--- Start PASSAGE SHOWN ---

Istanbul, with 15 million residents, is the most populous city in Europe. Previously known as Byzantium and Constantinople, it was founded in 660 BC and has been governed by a number of empires—Roman, Ottoman, Byzantine, Turkish.
Despite its Ottoman history, Istanbul is no place to put your feet up. If you only have one day, the options are staggering. Start by wandering through the jagged cobblestone streets of the old city… or take a boat ride on the Bosporus, which cuts the city in two and divides Europe from Asia. The architecture, spanning two millennia, is diverse and extraordinary. Mosques, churches, aqueducts—some are in ruins, others stand tall, but all are stunning. Stop at a café in the Hippodrome for a potent Turkish coffee, Türk kahvesi. The Hippodrome is both relaxing and bustling, touristy and local. Built 1800 years ago by Septimius Severus (Roman Emperor, 193–211), this was Istanbul’s social center. Today you can sip coffee, have a snack, and see the Obelisk of Thutmose III.
It’s imperative to try the local breads and pastries—in Turkey, a meal isn’t a meal without açma, simit, katmer, börek, or pogaça. A bland pre-packaged supermarket loaf just won’t do. Because of this, home delivery is still common. I watched as baskets, tied to ropes, were lowered from apartment windows by head-scarved grandmothers. The delivery boy would take money from the basket, put fresh bread inside, cover it with a dish towel, and grandmother would pull it back up for the family meal.
The first time I stepped foot in an Istanbul bakery, simit immediately caught my eye. Big, round, twisted and covered in sesame seeds, it’s Turkey’s version of a pretzel or oversized bagel. Also called susam kebabi (sesame kebab), simit has been a staple of Istanbul cuisine for 500 years. You can get it at the bakery or from the ubiquitous street vendors. Simit is generally eaten for breakfast or a snack and is traditionally served with tea. Like most Turkish breads, it’s always served fresh and piping hot.

--- End PASSAGE SHOWN ---

### OBJECTIVES
A - Rewrite the passage on Istanbul starting with "Istanbul, with 15" and going on through "Ottoman, Byzantine, Turkish.", replacing "residents" with "inhabitants".
B - Reproduce only the entries starting with the line with "the dog's tail" and going on through the end of the entries, requests included. Multiply every coordinate in the answers by 0.4 and round to whole numbers, with halves rounded up.

--- Start INFORMATION PROVIDED ---

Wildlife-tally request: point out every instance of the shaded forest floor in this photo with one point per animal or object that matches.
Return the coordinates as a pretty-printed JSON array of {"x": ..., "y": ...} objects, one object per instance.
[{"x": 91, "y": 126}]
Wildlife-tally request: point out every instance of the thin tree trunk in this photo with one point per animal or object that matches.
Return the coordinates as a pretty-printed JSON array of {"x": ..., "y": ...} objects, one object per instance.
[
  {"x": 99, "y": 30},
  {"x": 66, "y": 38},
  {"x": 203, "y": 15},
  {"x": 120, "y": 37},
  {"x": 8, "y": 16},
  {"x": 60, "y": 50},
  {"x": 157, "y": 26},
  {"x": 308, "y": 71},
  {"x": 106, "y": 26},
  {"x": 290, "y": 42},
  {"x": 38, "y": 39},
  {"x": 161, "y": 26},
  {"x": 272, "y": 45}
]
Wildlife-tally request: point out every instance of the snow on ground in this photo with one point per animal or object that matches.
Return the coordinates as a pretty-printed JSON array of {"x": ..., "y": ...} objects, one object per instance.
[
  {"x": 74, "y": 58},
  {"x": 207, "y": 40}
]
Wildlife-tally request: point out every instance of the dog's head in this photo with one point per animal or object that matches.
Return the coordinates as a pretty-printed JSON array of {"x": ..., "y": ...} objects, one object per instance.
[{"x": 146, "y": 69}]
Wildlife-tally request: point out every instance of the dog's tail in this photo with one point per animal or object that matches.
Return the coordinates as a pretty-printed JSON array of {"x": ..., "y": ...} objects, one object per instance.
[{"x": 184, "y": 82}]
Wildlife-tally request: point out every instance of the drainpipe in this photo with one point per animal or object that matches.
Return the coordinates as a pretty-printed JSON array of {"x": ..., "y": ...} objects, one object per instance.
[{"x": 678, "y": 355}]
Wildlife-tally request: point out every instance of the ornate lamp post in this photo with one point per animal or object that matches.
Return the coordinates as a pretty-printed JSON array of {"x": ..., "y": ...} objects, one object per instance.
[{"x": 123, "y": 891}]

--- End INFORMATION PROVIDED ---

### OUTPUTS IN ORDER
A -
Istanbul, with 15 million inhabitants, is the most populous city in Europe. Previously known as Byzantium and Constantinople, it was founded in 660 BC and has been governed by a number of empires—Roman, Ottoman, Byzantine, Turkish.

B -
Wildlife-tally request: point out every instance of the dog's tail in this photo with one point per animal or object that matches.
Return the coordinates as a pretty-printed JSON array of {"x": ..., "y": ...} objects, one object per instance.
[{"x": 74, "y": 33}]
Wildlife-tally request: point out every instance of the drainpipe in this photo with one point per animal or object that matches.
Return the coordinates as a pretty-printed JSON array of {"x": ..., "y": ...} objects, one object per instance.
[{"x": 271, "y": 142}]
Wildlife-tally request: point out every instance of the ornate lamp post in this photo with one point per animal or object that matches.
Return the coordinates as a pretty-printed JSON array of {"x": ..., "y": ...} objects, one object per instance.
[{"x": 49, "y": 356}]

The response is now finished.